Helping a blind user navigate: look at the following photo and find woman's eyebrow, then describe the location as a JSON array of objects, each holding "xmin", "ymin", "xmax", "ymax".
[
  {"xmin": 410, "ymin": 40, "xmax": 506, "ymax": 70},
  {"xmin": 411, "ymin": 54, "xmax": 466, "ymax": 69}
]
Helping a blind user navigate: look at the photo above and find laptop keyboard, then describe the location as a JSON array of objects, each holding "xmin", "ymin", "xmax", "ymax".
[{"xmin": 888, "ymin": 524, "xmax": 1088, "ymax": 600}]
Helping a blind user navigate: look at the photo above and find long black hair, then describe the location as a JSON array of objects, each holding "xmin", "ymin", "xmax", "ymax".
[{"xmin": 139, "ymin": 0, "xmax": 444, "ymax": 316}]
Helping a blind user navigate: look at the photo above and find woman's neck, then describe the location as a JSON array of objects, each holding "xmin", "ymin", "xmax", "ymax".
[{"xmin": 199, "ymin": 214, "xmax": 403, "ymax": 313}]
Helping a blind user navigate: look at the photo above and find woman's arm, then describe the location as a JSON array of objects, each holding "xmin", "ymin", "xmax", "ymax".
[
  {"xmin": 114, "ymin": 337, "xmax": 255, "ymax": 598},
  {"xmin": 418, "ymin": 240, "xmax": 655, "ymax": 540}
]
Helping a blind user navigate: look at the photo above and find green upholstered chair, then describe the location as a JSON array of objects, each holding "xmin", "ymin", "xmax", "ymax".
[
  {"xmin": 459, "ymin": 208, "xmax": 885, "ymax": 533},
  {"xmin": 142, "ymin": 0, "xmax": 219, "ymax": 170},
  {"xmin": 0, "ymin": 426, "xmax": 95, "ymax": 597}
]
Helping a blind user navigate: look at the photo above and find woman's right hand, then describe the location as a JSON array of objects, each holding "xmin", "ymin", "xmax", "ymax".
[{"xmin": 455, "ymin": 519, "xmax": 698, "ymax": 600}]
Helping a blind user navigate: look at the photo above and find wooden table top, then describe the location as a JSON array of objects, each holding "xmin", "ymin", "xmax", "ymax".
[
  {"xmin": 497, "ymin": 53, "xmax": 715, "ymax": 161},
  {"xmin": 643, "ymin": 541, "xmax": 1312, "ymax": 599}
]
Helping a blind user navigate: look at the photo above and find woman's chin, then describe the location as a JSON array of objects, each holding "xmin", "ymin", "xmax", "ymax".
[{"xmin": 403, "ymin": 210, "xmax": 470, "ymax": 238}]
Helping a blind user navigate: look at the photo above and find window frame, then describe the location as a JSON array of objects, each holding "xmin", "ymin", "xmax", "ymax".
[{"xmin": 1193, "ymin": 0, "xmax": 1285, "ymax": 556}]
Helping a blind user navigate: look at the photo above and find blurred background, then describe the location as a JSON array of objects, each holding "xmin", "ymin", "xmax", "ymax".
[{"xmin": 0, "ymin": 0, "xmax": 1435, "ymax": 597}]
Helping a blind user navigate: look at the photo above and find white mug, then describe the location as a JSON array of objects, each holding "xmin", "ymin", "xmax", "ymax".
***
- **WHAT YOU WILL DO**
Exact copies of the lines from the one with "and find window" through the final line of the listing should be returned, and no other lines.

- **WRITTEN ANSWER**
Helping a blind user navigate: look at the photo above and find window frame, then describe the location as a JSON array of objects, each holding "xmin", "ymin", "xmax", "ymax".
[{"xmin": 1193, "ymin": 0, "xmax": 1285, "ymax": 556}]
Helping a blind user navigate: look at the photo above and find blurred background, then describe the location as a JSON array of objects, each holding "xmin", "ymin", "xmax", "ymax".
[{"xmin": 0, "ymin": 0, "xmax": 1435, "ymax": 597}]
Helping a blind user navigate: look at the photo above and find white mug, then describe the location as a JSON array of objects, each holding "xmin", "ymin", "xmax", "ymax".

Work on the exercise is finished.